## TEXTE À LIRE:
==================================================
# Pcap sous Xcode



## cladjules (10 Septembre 2008)

Bonjour,
j'essaie de developper une application avec la librairie "Pcap" sous Xcode,
lors de la compilation j'obtiens l'erreur suivante :


Building target &#8220;ttt&#8221; of project &#8220;ttt&#8221; with configuration &#8220;Release&#8221; &#8212; (2 errors)
        cd /Users/geminiatediab/ttt
    /Developer/usr/bin/gcc-4.0 -o /Users/geminiatediab/Desktop/cladjules/ttt.build/Release/ttt.build/Objects-normal/ppc/ttt -L/Users/geminiatediab/Desktop/cladjules/Release -F/Users/geminiatediab/Desktop/cladjules/Release -filelist /Users/geminiatediab/Desktop/cladjules/ttt.build/Release/ttt.build/Objects-normal/ppc/ttt.LinkFileList -arch ppc -mmacosx-version-min=10.5 -isysroot /Developer/SDKs/MacOSX10.5.sdk
Undefined symbols:
  "_pcap_lookupdev", referenced from:
      _main in main.o
ld: symbol(s) not found
collect2: ld returned 1 exit status
          "_pcap_lookupdev", referenced from:
              _main in main.o
        ld: symbol(s) not found
        collect2: ld returned 1 exit status
        cd /Users/geminiatediab/ttt
    /Developer/usr/bin/gcc-4.0 -o /Users/geminiatediab/Desktop/cladjules/ttt.build/Release/ttt.build/Objects-normal/i386/ttt -L/Users/geminiatediab/Desktop/cladjules/Release -F/Users/geminiatediab/Desktop/cladjules/Release -filelist /Users/geminiatediab/Desktop/cladjules/ttt.build/Release/ttt.build/Objects-normal/i386/ttt.LinkFileList -arch i386 -mmacosx-version-min=10.5 -isysroot /Developer/SDKs/MacOSX10.5.sdk
Undefined symbols:
  "_pcap_lookupdev", referenced from:
      _main in main.o
ld: symbol(s) not found
collect2: ld returned 1 exit status
          "_pcap_lookupdev", referenced from:
              _main in main.o
        ld: symbol(s) not found
        collect2: ld returned 1 exit status
Build failed (2 errors)
==================================================
## EXERCICE COURT A:
Mettez à jour le passage du fil de discussion sur Pcap allant de "# Pcap sous" à "configuration &#8220;Release&#8221; &#8212; (2 errors)" en remplaçant "Xcode" par "Eclipse".
Les enregistrements n'ont aucun rapport avec le fil de discussion.

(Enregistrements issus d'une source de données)
==================================================
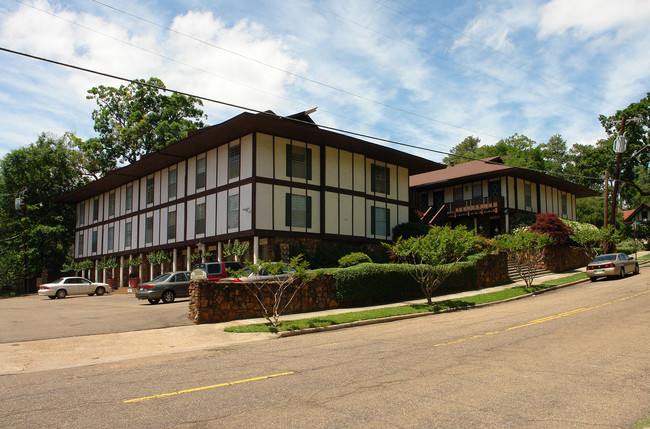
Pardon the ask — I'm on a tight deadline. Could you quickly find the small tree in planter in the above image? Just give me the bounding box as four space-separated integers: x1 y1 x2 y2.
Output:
495 229 553 288
229 255 315 328
223 239 246 262
384 226 478 305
==================================================
## EXERCICE COURT B:
Reproduisez à l'identique toutes les lignes des enregistrements ci-dessus, en laissant les images de côté.

## RÉPONSE A:
# Pcap sous Eclipse



## cladjules (10 Septembre 2008)

Bonjour,
j'essaie de developper une application avec la librairie "Pcap" sous Eclipse,
lors de la compilation j'obtiens l'erreur suivante :


Building target &#8220;ttt&#8221; of project &#8220;ttt&#8221; with configuration &#8220;Release&#8221; &#8212; (2 errors)

## RÉPONSE B:
Pardon the ask — I'm on a tight deadline. Could you quickly find the small tree in planter in the above image? Just give me the bounding box as four space-separated integers: x1 y1 x2 y2.
Output:
495 229 553 288
229 255 315 328
223 239 246 262
384 226 478 305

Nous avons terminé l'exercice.